### Task brief
Copy out the listing below word for word, with every line in its original order.

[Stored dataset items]
==========
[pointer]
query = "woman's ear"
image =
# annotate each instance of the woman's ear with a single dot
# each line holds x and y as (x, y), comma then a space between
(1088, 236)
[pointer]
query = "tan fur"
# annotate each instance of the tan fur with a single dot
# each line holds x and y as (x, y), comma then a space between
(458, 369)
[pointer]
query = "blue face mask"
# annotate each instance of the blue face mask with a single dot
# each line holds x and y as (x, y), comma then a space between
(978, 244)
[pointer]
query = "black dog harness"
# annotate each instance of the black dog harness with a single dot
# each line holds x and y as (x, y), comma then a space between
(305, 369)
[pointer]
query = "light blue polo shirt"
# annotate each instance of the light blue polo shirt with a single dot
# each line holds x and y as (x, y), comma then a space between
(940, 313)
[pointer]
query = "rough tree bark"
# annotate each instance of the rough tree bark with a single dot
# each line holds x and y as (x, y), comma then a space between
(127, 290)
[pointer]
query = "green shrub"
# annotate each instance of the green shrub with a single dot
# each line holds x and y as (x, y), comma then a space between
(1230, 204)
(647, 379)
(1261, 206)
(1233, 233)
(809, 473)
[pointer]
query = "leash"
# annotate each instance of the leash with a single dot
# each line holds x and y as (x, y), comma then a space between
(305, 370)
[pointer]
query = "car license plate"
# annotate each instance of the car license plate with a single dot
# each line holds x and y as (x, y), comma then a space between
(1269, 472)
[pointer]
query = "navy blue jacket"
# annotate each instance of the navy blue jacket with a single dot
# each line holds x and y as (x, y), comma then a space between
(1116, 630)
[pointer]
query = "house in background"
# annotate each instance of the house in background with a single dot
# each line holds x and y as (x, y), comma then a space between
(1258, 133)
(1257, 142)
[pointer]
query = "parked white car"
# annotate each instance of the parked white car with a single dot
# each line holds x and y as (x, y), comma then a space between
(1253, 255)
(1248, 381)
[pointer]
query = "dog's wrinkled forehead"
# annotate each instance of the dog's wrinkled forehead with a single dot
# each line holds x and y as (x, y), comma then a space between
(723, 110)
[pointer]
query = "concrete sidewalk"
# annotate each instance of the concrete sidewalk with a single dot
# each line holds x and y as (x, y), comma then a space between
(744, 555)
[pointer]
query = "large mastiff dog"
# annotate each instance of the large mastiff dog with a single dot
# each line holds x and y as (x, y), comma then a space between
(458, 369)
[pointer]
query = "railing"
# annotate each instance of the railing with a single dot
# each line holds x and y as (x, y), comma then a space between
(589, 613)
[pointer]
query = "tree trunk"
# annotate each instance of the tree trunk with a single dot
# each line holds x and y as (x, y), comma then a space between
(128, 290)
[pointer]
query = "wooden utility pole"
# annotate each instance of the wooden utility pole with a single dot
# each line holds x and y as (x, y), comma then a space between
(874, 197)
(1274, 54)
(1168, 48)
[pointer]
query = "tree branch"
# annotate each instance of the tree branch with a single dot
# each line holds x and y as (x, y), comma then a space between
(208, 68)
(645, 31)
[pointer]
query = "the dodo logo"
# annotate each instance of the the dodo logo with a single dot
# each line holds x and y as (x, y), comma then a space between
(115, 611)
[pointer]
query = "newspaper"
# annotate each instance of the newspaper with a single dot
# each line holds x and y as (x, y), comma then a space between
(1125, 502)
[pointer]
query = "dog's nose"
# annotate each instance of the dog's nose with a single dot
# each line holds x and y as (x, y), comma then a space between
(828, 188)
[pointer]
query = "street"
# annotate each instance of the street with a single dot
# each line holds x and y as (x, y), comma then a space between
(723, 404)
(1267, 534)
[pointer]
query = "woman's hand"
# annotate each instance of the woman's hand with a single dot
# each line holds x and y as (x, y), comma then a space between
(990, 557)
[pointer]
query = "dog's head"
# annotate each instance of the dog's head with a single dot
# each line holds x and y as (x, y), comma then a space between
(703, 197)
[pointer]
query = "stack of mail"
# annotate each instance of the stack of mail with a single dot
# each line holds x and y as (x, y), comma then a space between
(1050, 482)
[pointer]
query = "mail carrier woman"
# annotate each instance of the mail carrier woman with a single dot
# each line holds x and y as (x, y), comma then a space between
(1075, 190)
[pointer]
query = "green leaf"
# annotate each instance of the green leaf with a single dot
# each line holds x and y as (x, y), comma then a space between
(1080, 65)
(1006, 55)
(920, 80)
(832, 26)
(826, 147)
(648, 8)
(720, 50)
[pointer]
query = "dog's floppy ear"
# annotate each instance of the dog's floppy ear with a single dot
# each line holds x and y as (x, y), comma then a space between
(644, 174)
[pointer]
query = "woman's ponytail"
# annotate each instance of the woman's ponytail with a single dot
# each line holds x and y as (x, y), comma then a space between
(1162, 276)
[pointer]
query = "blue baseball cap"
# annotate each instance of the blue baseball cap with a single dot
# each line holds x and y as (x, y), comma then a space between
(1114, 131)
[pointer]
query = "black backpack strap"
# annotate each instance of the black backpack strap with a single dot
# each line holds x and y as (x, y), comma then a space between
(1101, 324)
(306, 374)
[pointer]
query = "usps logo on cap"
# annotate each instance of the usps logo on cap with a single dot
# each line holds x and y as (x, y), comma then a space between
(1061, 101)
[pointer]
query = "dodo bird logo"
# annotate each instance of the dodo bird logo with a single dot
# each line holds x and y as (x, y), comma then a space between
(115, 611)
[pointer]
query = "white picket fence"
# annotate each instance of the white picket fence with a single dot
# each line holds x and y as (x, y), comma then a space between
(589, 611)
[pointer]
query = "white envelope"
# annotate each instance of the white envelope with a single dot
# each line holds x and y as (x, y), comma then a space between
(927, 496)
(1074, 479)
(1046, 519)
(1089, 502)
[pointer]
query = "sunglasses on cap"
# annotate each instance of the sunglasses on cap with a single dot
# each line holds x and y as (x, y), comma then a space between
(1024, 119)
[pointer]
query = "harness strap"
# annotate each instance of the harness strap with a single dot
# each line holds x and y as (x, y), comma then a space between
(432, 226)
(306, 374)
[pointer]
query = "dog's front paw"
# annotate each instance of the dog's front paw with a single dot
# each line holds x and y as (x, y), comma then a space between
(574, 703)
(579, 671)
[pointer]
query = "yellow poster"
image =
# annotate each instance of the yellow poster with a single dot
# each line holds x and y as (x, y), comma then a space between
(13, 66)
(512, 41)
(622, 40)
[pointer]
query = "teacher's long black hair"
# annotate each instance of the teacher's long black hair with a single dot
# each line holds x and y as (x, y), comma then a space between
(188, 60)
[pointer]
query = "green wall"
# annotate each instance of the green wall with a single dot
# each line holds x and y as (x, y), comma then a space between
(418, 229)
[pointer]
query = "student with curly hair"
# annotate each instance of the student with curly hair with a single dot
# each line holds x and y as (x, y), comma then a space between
==========
### Correct output
[pointer]
query = "woman's ear"
image =
# annotate each instance of the woman's ear with a single dot
# each line holds x and y as (x, y), comma then a space between
(1088, 236)
[pointer]
query = "tan fur"
# annotate each instance of the tan fur with a single dot
# each line holds x and y as (x, y), comma then a space between
(458, 369)
[pointer]
query = "blue face mask"
# annotate each instance of the blue face mask with a single dot
# each line holds x and y as (x, y), comma then a space between
(978, 244)
[pointer]
query = "black dog harness"
# annotate each instance of the black dog harness with a single dot
# each line holds x and y as (x, y), comma then a space between
(305, 369)
[pointer]
query = "light blue polo shirt"
# annotate each instance of the light blue polo shirt with a single dot
# each line holds x and y as (x, y), comma then a space between
(940, 313)
[pointer]
query = "rough tree bark"
# annotate each instance of the rough tree bark with a single dot
# each line holds x and y as (x, y), comma then a space between
(127, 290)
[pointer]
query = "green shrub"
# annotate each instance of the green shrub with a single dot
# each line holds x and y as (x, y), comma then a space between
(1230, 204)
(647, 379)
(1261, 206)
(1233, 233)
(809, 473)
[pointer]
query = "leash"
# annotate each instance of the leash with a single dot
# each line holds x and y as (x, y), comma then a space between
(305, 370)
[pointer]
query = "car license plate"
# annotate each instance of the car license plate with a single dot
# each line holds x and y as (x, y), comma then a space between
(1269, 472)
[pointer]
query = "navy blue jacket"
# annotate each instance of the navy blue jacket with a single dot
# each line holds x and y as (x, y), comma then a space between
(1116, 630)
[pointer]
query = "house in background"
# annotate each instance of the house in background with a single dot
# each line holds x and y as (x, y), comma then a space between
(1258, 133)
(1257, 142)
[pointer]
query = "parked white car"
# annotate each instance of the parked white car with a single dot
# each line holds x and y as (x, y), comma then a space between
(1253, 255)
(1248, 381)
[pointer]
query = "dog's wrinkled forehead"
# annotate each instance of the dog's wrinkled forehead with a single dot
# each line holds x and y as (x, y), comma then a space between
(723, 110)
[pointer]
query = "concrete sidewalk"
# annotate each instance of the concrete sidewalk with a single dot
# each line holds x and y as (x, y), comma then a space between
(744, 555)
[pointer]
query = "large mastiff dog"
# annotate each instance of the large mastiff dog with a single dot
# each line holds x and y as (x, y), comma then a space between
(458, 369)
[pointer]
query = "railing"
# annotate each instance of the railing with a single dot
# each line holds x and y as (x, y), comma then a space between
(589, 613)
[pointer]
query = "tree trunk"
# annotate each instance of the tree trunk with a single dot
# each line holds x and y as (x, y), comma then a space between
(128, 290)
[pointer]
query = "wooden utility pole"
# annotate each instance of the wooden utility pole with a single dot
# each line holds x and y as (x, y), comma then a space between
(874, 197)
(1274, 54)
(1168, 48)
[pointer]
query = "tree branch"
# annotate each instance of the tree branch with a single dot
# each line holds x and y as (x, y), comma then a space between
(208, 68)
(645, 31)
[pointer]
query = "the dodo logo"
# annotate each instance of the the dodo logo with a single dot
# each line holds x and y as (x, y), comma then a space between
(115, 611)
[pointer]
query = "newspaper"
# annotate each instance of the newspaper with a single dot
# each line holds x and y as (x, y), comma then a space between
(1125, 502)
[pointer]
query = "dog's nose"
# annotate each instance of the dog's nose with a single dot
# each line holds x and y as (x, y), comma then a space between
(828, 188)
[pointer]
query = "street"
# annotate each instance of the street with a single dot
# each line holds x and y as (x, y), comma then a space between
(723, 404)
(1267, 534)
[pointer]
query = "woman's hand"
# annotate each instance of the woman's hand with a single dot
# each line holds x and y as (x, y), comma then a space between
(990, 557)
[pointer]
query = "dog's head"
# annotate each instance of the dog's head with a single dot
# each line holds x and y as (x, y), comma then a space between
(703, 197)
[pointer]
query = "stack of mail"
# annotate each instance of the stack of mail with a single dot
# each line holds x and y as (x, y), comma then a space between
(1050, 482)
[pointer]
query = "mail carrier woman"
# annotate each instance of the mail carrier woman with a single dot
# each line holds x and y as (x, y), comma then a space between
(1075, 190)
[pointer]
query = "green leaf"
# annotate each instance of the green leaf with a single dot
# each line holds x and y as (x, y), comma then a space between
(1080, 65)
(1006, 55)
(920, 80)
(832, 26)
(826, 147)
(648, 8)
(720, 50)
[pointer]
query = "dog's floppy ear"
# annotate each instance of the dog's floppy ear with a single dot
# each line holds x and y as (x, y), comma then a space between
(644, 174)
[pointer]
query = "woman's ponytail"
# annotate each instance of the woman's ponytail with a single dot
# each line holds x and y as (x, y), comma then a space between
(1162, 276)
[pointer]
query = "blue baseball cap"
# annotate each instance of the blue baseball cap with a single dot
# each line holds x and y as (x, y), comma then a space between
(1114, 131)
[pointer]
query = "black backpack strap"
# annotate each instance of the black backpack strap with a single dot
# each line holds x and y as (x, y), comma then a space between
(1101, 324)
(306, 374)
[pointer]
query = "usps logo on cap"
# annotate each instance of the usps logo on cap with a single dot
# each line holds x and y as (x, y), comma then a space between
(1061, 101)
[pointer]
query = "dodo bird logo"
# annotate each instance of the dodo bird logo with a single dot
# each line holds x and y as (x, y), comma then a space between
(115, 611)
[pointer]
query = "white picket fence"
# annotate each instance of the white picket fence with a single dot
# each line holds x and y as (x, y), comma then a space between
(589, 611)
[pointer]
query = "white envelope"
# annotate each instance of the white envelope with a single dot
# each line holds x and y as (x, y), comma then a space between
(927, 496)
(1074, 479)
(1046, 519)
(1089, 502)
[pointer]
query = "sunglasses on cap"
# annotate each instance of the sunglasses on cap with a single dot
# each line holds x and y as (x, y), comma then a space between
(1024, 119)
[pointer]
query = "harness strap"
# annotate each instance of the harness strap with a single dot
# each line holds x and y as (x, y), comma then a space between
(432, 226)
(306, 374)
[pointer]
query = "dog's front paw"
# annotate each instance of the dog's front paw with a single dot
# each line holds x and y as (x, y), comma then a space between
(574, 703)
(579, 671)
[pointer]
query = "yellow poster"
image =
# annotate each instance of the yellow poster with a single dot
# each line holds x and y as (x, y), comma then a space between
(13, 66)
(512, 41)
(622, 40)
[pointer]
query = "teacher's long black hair"
# annotate each instance of the teacher's long black hair with a single dot
# each line holds x and y as (x, y), comma then a space between
(188, 60)
[pointer]
query = "green wall"
# annotate each instance of the green wall with a single dot
# each line holds x and y as (x, y), comma then a space between
(418, 229)
[pointer]
query = "student with curly hair"
# annotate each instance of the student with curly hair with a single dot
# each line holds x and y as (x, y), comma then a space between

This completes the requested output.